## Start

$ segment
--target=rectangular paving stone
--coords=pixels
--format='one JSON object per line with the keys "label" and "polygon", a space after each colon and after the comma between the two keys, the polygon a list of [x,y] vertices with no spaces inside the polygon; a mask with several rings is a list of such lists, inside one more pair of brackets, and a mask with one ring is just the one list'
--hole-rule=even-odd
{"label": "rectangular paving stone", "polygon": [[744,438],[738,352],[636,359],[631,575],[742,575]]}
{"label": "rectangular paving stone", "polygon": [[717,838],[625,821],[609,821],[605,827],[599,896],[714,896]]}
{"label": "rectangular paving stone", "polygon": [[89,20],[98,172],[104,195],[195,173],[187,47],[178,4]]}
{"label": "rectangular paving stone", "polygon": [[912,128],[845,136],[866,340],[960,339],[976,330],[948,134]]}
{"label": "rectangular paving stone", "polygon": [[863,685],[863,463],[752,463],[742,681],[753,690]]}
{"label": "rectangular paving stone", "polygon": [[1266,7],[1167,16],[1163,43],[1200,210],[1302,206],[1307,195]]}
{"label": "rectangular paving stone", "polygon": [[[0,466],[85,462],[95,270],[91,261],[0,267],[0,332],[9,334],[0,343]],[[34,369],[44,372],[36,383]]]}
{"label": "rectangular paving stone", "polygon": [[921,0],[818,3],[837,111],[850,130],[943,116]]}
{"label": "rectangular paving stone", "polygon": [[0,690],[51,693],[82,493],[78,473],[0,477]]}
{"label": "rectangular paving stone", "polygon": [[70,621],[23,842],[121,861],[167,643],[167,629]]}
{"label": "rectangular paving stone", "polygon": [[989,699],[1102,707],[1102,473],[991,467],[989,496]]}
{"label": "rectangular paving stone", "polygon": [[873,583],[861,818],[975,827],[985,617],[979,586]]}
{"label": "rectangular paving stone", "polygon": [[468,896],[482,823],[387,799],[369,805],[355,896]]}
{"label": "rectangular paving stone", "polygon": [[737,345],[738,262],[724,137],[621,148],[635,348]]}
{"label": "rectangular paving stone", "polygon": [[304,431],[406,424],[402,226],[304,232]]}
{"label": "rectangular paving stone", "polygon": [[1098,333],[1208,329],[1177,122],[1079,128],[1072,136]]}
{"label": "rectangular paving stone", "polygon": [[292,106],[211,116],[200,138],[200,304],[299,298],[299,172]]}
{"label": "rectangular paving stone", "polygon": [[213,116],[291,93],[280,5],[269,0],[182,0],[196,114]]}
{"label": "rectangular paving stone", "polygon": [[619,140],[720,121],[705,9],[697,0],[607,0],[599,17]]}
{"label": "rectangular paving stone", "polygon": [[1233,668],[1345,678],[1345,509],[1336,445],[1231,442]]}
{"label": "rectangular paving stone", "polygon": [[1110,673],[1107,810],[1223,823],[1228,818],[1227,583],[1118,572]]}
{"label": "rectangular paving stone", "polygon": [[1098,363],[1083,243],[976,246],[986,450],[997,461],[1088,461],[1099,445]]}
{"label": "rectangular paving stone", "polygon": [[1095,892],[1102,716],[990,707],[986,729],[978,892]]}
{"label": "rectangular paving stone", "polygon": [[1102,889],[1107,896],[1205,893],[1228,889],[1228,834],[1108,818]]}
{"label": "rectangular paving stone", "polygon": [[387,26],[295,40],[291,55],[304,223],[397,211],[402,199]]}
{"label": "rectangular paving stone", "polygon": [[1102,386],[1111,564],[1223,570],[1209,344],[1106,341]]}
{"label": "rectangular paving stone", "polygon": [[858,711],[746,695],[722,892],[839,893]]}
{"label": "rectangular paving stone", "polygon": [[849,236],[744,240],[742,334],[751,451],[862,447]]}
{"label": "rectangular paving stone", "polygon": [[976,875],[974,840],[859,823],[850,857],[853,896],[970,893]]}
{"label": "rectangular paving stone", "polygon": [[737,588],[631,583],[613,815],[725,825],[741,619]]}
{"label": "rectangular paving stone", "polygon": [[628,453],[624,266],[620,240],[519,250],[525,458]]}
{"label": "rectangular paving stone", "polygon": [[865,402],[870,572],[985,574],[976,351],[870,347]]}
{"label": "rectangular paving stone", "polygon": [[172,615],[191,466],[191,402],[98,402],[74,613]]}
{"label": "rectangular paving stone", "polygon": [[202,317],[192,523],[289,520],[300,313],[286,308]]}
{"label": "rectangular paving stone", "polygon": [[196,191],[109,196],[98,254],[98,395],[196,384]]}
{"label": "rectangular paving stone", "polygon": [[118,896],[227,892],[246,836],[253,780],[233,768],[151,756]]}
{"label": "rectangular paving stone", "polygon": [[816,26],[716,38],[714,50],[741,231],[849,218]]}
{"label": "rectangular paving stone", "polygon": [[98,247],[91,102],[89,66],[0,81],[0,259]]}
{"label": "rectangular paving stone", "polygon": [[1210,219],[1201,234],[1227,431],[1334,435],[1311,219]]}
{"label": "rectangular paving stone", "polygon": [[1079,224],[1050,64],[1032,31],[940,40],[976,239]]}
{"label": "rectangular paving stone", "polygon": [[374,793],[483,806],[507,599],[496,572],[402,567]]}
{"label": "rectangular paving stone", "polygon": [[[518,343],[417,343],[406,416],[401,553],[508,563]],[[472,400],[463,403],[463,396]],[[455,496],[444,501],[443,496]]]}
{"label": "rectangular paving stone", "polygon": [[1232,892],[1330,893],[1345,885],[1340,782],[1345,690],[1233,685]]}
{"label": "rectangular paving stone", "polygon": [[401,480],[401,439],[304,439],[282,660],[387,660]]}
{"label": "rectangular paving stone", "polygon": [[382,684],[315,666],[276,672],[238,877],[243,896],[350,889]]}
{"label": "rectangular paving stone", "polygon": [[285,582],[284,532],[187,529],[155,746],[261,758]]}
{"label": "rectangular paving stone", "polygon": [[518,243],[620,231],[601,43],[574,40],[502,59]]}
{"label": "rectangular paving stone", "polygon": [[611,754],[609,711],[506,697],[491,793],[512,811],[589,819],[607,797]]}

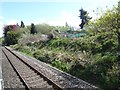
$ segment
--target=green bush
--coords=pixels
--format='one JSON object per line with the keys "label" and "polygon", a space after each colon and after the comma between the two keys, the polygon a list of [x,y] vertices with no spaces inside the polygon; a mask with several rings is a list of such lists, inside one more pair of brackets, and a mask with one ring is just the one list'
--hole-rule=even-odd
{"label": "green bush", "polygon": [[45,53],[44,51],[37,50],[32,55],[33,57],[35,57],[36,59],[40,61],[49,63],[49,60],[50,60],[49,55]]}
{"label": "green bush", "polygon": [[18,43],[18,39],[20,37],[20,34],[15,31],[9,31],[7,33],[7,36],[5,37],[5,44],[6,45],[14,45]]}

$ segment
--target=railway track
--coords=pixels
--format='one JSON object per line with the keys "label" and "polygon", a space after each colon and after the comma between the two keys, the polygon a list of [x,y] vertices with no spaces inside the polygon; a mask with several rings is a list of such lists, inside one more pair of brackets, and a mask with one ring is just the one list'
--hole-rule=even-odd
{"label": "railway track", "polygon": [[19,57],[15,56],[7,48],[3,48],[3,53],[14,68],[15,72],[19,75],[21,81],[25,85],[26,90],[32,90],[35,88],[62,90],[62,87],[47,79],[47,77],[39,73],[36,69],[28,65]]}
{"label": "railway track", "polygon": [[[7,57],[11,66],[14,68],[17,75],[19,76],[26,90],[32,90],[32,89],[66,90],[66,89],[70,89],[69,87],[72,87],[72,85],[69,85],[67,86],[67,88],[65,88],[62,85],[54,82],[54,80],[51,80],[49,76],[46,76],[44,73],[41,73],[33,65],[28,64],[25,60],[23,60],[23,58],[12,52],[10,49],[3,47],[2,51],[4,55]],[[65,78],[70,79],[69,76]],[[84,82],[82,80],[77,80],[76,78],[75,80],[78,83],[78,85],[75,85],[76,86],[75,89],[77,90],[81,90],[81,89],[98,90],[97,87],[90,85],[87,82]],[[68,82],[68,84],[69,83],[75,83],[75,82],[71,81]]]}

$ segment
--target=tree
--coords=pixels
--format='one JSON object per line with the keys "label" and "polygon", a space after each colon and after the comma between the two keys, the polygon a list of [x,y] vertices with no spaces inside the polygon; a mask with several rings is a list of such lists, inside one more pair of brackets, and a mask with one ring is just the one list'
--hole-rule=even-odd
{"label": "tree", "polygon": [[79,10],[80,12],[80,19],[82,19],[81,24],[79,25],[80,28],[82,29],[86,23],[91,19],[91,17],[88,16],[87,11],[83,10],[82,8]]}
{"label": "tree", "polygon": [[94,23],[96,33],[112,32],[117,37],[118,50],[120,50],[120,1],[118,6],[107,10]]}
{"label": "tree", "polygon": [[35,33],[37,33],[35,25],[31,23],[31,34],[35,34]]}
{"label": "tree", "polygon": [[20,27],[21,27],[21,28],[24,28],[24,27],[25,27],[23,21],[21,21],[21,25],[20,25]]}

## End

### EXERCISE DETAILS
Find every line in the records above that contains the string "target", matching case exactly, and copy each of those lines.

### ANSWER TO THE TASK
--target=rectangular paving stone
--target=green bush
--target=railway track
--target=tree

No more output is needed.